§ **Given text**:
━━━━━━

Reduced Graphene Oxide on Screen-Printed Carbon Electrodes as Biosensor for Escherichia coli O157:H7 Detection ^†

Abstract

Mixture of drinking-water supplies with sewage discharges poses disease threats in flood-stricken areas. In such exigent conditions, on-site testing of water samples is the only option, as water samples cannot be transported to laboratories owing to severely impacted transportation services. Hence, we developed a low-cost electrochemical biosensor fabricated from a screen-printed carbon electrode (SPCE) to detect E. coli O157:H7, a virulent pathogen often found in sewage discharges. We focused on understanding antigen-antibody interaction when the antibody used is not specific for E. coli O157:H7. We found that antibody immobilized on a reduced graphene oxide (rGO)–modified SPCEs distinguished between E. coli O157:H7 concentrations of 4 × 10⁸ and 4 CFU/ml, with lowest current reported for 4 × 10⁸ CFU/ml. In contrast, a reduced graphene oxide–modified SPCEs without antibody immobilization does not produce a prominent peak that distinguishes the highest and lowest E. coli concentrations. However, a few E. coli cells were still attached to the rGO/SPCEs in the absence of antibody, as shown in FESEM images. A processing step of differential readings from reference and active electrodes needs to be programmed into an Arduino^® microprocessor to realize a prototype of a bacteria sensor for field use.

━━━━━━

§ **Data section**:
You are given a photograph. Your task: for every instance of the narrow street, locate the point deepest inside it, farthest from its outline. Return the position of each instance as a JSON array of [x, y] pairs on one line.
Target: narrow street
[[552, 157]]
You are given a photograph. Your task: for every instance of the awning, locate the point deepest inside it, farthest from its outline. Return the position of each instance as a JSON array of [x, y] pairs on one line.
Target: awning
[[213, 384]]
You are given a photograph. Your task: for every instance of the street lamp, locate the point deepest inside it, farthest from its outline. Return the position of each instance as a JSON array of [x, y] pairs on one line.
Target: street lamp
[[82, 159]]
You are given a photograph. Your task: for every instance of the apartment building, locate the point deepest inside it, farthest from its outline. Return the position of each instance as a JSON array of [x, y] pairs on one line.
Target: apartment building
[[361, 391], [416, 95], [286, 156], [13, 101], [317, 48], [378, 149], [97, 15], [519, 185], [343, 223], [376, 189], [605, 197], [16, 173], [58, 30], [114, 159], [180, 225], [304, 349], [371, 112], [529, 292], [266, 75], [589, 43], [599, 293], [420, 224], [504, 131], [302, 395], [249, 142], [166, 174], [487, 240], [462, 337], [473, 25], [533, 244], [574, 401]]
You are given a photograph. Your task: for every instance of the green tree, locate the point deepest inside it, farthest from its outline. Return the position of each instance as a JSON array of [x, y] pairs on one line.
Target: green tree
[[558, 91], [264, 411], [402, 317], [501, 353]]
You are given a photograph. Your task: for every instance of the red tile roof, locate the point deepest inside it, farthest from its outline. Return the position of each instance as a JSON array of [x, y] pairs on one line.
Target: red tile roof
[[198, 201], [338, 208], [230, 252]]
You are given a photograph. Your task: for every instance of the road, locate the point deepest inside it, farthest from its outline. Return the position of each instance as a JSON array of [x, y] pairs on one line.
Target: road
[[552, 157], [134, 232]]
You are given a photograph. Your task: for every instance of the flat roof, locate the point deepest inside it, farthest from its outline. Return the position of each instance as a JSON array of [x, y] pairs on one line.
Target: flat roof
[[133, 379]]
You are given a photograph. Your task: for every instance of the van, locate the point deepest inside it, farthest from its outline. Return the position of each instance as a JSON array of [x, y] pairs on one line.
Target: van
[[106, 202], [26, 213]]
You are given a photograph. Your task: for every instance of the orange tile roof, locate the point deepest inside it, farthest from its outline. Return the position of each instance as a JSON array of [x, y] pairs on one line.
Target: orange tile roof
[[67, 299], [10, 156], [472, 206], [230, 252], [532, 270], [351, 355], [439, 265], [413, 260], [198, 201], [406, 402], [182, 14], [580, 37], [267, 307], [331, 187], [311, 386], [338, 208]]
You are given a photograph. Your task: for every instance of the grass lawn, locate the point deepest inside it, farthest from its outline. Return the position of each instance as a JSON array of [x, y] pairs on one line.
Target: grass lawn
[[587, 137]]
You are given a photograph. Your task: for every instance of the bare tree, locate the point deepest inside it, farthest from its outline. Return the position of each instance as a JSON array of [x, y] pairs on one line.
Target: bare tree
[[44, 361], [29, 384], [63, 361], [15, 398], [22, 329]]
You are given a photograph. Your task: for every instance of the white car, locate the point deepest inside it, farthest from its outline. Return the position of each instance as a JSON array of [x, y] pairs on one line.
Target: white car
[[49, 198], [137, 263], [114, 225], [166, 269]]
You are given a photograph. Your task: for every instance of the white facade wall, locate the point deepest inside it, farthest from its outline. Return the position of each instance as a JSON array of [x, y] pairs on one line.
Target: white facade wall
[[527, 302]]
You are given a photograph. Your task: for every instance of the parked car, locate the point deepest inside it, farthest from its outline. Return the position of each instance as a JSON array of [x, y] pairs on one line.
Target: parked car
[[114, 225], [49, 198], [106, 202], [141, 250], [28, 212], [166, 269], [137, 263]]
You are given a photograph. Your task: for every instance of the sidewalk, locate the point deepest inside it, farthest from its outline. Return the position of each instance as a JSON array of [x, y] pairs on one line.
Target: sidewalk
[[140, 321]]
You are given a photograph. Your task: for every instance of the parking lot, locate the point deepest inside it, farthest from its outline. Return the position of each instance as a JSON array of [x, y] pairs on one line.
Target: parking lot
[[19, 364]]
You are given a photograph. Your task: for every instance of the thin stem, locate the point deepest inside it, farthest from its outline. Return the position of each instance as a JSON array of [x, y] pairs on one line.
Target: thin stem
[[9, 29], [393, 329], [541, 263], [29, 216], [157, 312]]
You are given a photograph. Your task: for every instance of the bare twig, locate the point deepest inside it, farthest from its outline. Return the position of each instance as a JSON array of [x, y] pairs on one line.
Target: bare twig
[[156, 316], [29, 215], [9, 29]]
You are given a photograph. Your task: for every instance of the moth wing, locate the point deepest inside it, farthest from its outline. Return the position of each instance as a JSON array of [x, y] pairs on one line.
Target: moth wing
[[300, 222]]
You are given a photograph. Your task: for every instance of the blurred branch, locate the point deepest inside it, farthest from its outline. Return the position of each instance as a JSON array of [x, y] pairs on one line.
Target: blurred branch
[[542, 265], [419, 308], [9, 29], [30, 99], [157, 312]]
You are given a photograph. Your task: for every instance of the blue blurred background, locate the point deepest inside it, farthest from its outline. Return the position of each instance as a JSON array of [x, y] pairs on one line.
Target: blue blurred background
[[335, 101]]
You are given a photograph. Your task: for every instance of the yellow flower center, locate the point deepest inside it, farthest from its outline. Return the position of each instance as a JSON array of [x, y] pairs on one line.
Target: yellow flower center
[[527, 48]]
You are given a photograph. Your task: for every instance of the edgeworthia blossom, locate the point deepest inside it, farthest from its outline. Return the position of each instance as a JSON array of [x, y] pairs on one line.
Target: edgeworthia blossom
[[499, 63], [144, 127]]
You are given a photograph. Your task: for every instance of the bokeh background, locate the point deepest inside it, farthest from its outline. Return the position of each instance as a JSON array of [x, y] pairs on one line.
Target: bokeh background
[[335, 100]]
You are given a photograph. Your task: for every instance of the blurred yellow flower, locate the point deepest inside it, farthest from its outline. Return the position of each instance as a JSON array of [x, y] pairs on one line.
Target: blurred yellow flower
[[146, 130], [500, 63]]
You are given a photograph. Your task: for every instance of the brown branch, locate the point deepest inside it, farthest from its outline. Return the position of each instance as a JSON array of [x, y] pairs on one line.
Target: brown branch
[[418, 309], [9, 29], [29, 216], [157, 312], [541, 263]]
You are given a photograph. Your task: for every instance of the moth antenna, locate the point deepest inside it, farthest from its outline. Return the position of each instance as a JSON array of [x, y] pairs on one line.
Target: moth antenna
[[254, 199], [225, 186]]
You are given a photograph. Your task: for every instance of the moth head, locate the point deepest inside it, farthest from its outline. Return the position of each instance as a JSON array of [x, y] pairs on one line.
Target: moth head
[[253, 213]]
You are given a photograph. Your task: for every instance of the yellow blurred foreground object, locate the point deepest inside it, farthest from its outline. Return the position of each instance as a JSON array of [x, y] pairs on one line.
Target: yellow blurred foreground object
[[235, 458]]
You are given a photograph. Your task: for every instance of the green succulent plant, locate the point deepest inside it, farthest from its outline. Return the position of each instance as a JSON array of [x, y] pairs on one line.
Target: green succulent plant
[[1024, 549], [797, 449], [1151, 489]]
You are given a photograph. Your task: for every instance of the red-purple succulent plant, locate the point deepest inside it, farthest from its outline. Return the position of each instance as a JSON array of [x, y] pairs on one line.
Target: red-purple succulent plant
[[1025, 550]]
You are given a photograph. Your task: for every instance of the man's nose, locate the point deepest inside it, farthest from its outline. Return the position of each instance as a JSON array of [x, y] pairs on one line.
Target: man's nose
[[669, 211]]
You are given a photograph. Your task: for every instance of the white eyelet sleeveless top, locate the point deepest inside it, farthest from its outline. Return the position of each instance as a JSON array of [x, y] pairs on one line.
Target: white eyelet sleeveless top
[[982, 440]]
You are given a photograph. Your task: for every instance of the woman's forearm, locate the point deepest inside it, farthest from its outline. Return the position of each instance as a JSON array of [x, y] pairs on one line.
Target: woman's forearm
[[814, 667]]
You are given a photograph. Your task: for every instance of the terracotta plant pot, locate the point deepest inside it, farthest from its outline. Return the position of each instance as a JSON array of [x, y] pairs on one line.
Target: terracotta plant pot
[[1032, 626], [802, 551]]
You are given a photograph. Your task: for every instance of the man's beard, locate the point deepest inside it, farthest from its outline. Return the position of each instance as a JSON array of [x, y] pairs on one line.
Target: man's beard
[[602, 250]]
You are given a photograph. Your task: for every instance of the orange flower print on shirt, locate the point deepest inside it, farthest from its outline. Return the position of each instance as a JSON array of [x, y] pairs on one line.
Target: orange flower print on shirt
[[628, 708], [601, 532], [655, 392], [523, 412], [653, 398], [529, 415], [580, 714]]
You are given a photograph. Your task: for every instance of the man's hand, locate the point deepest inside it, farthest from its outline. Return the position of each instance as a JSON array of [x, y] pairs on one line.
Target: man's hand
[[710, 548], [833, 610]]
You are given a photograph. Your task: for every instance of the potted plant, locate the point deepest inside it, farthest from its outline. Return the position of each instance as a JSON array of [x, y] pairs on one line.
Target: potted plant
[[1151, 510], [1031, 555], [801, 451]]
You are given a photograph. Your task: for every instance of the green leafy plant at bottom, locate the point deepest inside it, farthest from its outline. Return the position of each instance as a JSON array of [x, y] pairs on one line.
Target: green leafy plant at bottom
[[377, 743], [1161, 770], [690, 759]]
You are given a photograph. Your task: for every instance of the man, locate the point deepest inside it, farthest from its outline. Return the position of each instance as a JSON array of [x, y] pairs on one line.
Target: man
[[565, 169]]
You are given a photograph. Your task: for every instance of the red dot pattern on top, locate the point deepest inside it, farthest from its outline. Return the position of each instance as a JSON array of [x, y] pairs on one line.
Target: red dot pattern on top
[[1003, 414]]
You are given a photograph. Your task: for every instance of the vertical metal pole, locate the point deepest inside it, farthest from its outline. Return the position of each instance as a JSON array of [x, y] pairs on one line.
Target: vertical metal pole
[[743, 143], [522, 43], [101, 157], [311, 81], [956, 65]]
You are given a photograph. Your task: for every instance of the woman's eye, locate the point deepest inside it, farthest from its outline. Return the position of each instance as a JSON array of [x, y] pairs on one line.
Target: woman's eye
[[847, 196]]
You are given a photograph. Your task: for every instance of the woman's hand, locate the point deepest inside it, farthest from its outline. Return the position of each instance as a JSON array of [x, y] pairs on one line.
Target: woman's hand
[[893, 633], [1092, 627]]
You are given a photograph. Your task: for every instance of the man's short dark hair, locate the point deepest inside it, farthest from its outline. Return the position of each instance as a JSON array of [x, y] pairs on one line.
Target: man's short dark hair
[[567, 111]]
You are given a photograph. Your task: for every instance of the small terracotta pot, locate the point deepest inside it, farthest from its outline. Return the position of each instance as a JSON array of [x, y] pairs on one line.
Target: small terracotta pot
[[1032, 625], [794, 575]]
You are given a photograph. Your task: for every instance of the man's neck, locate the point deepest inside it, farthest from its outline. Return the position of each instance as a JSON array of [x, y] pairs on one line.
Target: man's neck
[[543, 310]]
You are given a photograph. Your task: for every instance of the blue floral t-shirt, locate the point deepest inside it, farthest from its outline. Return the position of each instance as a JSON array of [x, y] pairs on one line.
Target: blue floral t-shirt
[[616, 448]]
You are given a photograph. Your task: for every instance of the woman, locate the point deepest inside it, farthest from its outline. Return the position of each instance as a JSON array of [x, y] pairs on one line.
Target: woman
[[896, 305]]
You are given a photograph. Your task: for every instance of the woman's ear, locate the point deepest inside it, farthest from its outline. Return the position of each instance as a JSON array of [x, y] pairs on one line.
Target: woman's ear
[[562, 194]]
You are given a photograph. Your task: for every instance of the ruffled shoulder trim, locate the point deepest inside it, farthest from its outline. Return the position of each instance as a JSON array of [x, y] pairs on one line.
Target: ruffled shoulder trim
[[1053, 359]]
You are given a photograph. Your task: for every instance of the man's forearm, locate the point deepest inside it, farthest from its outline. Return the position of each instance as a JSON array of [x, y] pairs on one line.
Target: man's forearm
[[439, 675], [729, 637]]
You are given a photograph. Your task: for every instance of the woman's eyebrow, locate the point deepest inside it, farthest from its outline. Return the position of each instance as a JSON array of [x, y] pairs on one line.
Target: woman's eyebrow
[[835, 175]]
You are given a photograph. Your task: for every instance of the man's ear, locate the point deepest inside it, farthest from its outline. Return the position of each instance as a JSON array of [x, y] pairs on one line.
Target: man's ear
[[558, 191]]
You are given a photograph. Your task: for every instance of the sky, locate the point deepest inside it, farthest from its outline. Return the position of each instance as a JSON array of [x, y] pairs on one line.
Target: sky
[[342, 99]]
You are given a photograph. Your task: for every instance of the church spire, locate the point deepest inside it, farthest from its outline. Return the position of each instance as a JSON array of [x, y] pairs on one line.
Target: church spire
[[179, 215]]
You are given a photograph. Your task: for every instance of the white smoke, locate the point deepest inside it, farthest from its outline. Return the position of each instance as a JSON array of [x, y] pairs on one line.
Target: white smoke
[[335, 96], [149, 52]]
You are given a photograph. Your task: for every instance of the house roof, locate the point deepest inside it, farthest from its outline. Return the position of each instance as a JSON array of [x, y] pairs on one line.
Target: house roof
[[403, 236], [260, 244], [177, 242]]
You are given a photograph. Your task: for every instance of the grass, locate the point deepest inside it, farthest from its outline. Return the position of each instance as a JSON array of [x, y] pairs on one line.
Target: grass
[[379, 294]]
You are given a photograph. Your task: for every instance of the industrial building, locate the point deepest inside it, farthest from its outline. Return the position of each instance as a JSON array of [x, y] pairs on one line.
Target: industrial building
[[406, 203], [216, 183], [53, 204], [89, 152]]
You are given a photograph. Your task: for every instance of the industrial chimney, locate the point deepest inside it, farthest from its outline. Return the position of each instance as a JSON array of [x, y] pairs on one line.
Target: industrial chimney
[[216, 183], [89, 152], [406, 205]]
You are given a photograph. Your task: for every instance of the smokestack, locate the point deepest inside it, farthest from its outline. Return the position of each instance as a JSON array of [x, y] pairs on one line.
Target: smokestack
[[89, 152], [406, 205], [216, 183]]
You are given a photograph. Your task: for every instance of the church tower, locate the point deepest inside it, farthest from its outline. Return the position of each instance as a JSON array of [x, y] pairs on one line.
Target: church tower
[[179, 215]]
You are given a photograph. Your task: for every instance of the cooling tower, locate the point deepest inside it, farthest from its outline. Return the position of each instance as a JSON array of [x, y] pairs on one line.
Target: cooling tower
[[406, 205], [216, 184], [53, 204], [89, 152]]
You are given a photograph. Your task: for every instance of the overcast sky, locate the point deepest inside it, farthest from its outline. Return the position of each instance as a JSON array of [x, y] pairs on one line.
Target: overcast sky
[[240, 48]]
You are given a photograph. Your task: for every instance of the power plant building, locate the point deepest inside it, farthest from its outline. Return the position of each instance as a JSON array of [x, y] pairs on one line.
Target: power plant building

━━━━━━

§ **Parts of the exercise**:
1 - In the abstract on the graphene oxide biosensor for E. coli, which E. coli O157:H7 concentration produced the lowest current?
2 - Continue the abstract on the graphene oxide biosensor for E. coli from the point where it stops.

§ **Responses per task**:
1 - 4 × 10⁸ CFU/ml

2 -
1. Introduction

Rapid development and deployment of electrochemical biosensors for pathogen quantification is needed for use in flood-stricken areas where drinking-water supplies and sanitation systems are disrupted and making possible serious waterborne diseases. These outbreaks of waterborne diseases become more serious when flooding occurs in rural areas with limited resources, such the case of Kuala Krai, Kelantan, East Coast of Malaysia [1]. In the resource-constrained setting of Kuala Krai, water samples are filtered through microfiltration techniques that remove only large debris and are ineffective for removing bacteria and viruses [2,3]. However, water samples generally cannot be sent to laboratories for biochemical analysis owing to severely impacted transportation facilities. Hence, on-site testing using biosensors may be the only option in such emergency situations. Biosensors for pathogen quantification can be developed by following WHO ASSURED—affordable, sensitive, specific, user-friendly, rapid and robust, equipment-free, and deliverable to end-users—guidelines for diagnostic devices for use in resource-constrained settings [4]. In this paper, we describe a low-cost electrochemical biosensor that can be integrated into an Arduino^® microprocessor encased in a portable platform for Escherichia coli (E. coli) O157:H7 detection. To fulfil ASSURED criteria, antibodies used in the biosensors require a very specific epitope to the E. coli strain because surface proteins with similar homologs across bacterial species can lead to nonspecific binding [5]. We aim to understand the effect of E. coli O157:H7 binding to an antibody (Immunoglobulin G, IgG) not specific for E. coli O157:H7 on the measurements made by electrochemical biosensors fabricated from screen-printed carbon electrodes (SPCEs) and their suitability for use in flood-stricken areas.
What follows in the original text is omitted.